§ INSTRUCTIONS FOR THE TASK
Copy each line below without leaving any out.

GIVEN INFORMATION below:

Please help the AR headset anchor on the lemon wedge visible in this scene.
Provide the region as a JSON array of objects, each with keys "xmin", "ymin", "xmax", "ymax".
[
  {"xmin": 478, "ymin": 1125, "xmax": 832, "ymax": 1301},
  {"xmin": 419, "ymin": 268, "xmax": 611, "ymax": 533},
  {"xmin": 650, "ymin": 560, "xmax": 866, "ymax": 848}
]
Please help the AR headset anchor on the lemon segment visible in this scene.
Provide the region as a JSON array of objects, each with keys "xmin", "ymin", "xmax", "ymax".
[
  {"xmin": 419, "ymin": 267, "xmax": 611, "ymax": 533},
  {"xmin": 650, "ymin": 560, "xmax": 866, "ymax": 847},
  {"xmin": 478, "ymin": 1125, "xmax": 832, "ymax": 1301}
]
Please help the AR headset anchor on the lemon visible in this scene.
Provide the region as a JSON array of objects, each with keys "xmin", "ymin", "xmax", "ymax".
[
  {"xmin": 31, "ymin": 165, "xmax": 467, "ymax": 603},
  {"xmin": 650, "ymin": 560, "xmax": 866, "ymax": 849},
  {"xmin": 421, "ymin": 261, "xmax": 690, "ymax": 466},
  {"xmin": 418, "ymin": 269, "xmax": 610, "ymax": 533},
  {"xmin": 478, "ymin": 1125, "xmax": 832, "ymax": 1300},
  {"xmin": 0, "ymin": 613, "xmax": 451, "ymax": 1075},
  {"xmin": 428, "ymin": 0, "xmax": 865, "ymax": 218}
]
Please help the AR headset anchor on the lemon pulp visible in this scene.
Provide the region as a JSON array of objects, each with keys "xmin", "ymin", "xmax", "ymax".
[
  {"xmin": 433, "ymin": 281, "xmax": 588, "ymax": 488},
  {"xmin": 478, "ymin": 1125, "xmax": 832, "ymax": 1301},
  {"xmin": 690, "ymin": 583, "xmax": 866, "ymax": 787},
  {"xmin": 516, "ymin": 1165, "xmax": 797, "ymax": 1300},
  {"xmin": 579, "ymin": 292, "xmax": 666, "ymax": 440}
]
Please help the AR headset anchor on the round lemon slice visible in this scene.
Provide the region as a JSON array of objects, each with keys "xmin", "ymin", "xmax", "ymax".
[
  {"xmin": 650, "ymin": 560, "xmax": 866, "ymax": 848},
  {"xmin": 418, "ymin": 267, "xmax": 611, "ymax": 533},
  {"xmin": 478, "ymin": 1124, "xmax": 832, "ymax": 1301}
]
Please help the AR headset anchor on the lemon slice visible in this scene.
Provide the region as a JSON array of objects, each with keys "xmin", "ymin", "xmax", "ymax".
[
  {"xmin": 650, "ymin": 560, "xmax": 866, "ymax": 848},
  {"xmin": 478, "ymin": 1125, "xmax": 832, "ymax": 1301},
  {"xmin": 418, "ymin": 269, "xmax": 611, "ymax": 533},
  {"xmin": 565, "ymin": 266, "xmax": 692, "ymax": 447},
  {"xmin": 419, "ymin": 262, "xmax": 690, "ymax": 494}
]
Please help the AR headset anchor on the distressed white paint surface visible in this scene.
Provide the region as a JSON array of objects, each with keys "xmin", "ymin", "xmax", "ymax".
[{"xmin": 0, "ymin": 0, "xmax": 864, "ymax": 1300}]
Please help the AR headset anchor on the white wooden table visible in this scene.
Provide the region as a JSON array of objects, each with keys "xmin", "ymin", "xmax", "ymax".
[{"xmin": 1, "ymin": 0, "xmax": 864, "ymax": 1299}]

End of GIVEN INFORMATION.

§ WRITTEN RESPONSE
Please help the AR headset anchor on the lemon wedge visible in this scene.
Provide the region as a JSON array of objects, each with keys "xmin", "ymin", "xmax", "ymax".
[
  {"xmin": 478, "ymin": 1125, "xmax": 832, "ymax": 1301},
  {"xmin": 419, "ymin": 268, "xmax": 611, "ymax": 533},
  {"xmin": 650, "ymin": 560, "xmax": 866, "ymax": 848}
]
Please help the AR headset anchor on the lemon segment visible in this scene.
Provide the region as a JSON array of objects, each with keys "xmin", "ymin", "xmax", "ymax".
[
  {"xmin": 419, "ymin": 267, "xmax": 611, "ymax": 533},
  {"xmin": 650, "ymin": 560, "xmax": 866, "ymax": 847},
  {"xmin": 478, "ymin": 1125, "xmax": 832, "ymax": 1301}
]
Please help the AR headset anchor on the lemon visible in this scene.
Provide the region as a JSON array of objects, each with keys "xmin", "ymin", "xmax", "ymax".
[
  {"xmin": 31, "ymin": 165, "xmax": 467, "ymax": 603},
  {"xmin": 650, "ymin": 560, "xmax": 866, "ymax": 849},
  {"xmin": 421, "ymin": 261, "xmax": 690, "ymax": 466},
  {"xmin": 418, "ymin": 269, "xmax": 610, "ymax": 533},
  {"xmin": 478, "ymin": 1125, "xmax": 832, "ymax": 1300},
  {"xmin": 0, "ymin": 613, "xmax": 451, "ymax": 1075},
  {"xmin": 428, "ymin": 0, "xmax": 865, "ymax": 218}
]
Please help the AR headset anchor on the lemon pulp visible in this scene.
Provide the region as a JSON array of objects, each with keys "xmin", "ymin", "xmax", "ymax".
[
  {"xmin": 433, "ymin": 281, "xmax": 588, "ymax": 488},
  {"xmin": 478, "ymin": 1125, "xmax": 832, "ymax": 1301},
  {"xmin": 690, "ymin": 583, "xmax": 866, "ymax": 787},
  {"xmin": 516, "ymin": 1165, "xmax": 797, "ymax": 1300},
  {"xmin": 579, "ymin": 292, "xmax": 666, "ymax": 440}
]
Please help the AR headset anchor on the round lemon slice visible in this scene.
Provide the region as a JSON array of objects, each with keys "xmin", "ymin", "xmax", "ymax".
[
  {"xmin": 650, "ymin": 560, "xmax": 866, "ymax": 848},
  {"xmin": 418, "ymin": 267, "xmax": 611, "ymax": 533},
  {"xmin": 478, "ymin": 1124, "xmax": 832, "ymax": 1301}
]
Please help the AR headset anchor on the lemon slice visible in this scene.
Provide the region as a JSON array of objects, each with keys "xmin", "ymin", "xmax", "ymax".
[
  {"xmin": 650, "ymin": 560, "xmax": 866, "ymax": 848},
  {"xmin": 478, "ymin": 1125, "xmax": 832, "ymax": 1301},
  {"xmin": 418, "ymin": 269, "xmax": 611, "ymax": 533},
  {"xmin": 565, "ymin": 266, "xmax": 692, "ymax": 447},
  {"xmin": 419, "ymin": 262, "xmax": 690, "ymax": 494}
]
Please help the AR headset anchor on the distressed white paint surface visible in this scene.
Provide the region as a JSON array of objects, each with keys "xmin", "ymin", "xmax", "ymax".
[{"xmin": 0, "ymin": 0, "xmax": 864, "ymax": 1300}]
Please help the AR headset anchor on the white wooden table visible in this scene.
Provide the region as a JSON array of objects, each with keys "xmin", "ymin", "xmax", "ymax".
[{"xmin": 1, "ymin": 0, "xmax": 864, "ymax": 1299}]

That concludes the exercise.